**Data for this task**
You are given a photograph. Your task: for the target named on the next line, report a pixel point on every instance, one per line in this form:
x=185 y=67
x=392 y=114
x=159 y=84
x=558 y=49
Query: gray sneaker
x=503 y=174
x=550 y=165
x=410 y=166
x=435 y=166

**Required action**
Output every entry exactly.

**The answer**
You are given a photograph. Your task: for the target named on the next line, report a pixel point on every instance, one per line in this form:
x=185 y=67
x=392 y=114
x=159 y=84
x=558 y=49
Query: gray sneaker
x=503 y=174
x=550 y=165
x=410 y=166
x=435 y=166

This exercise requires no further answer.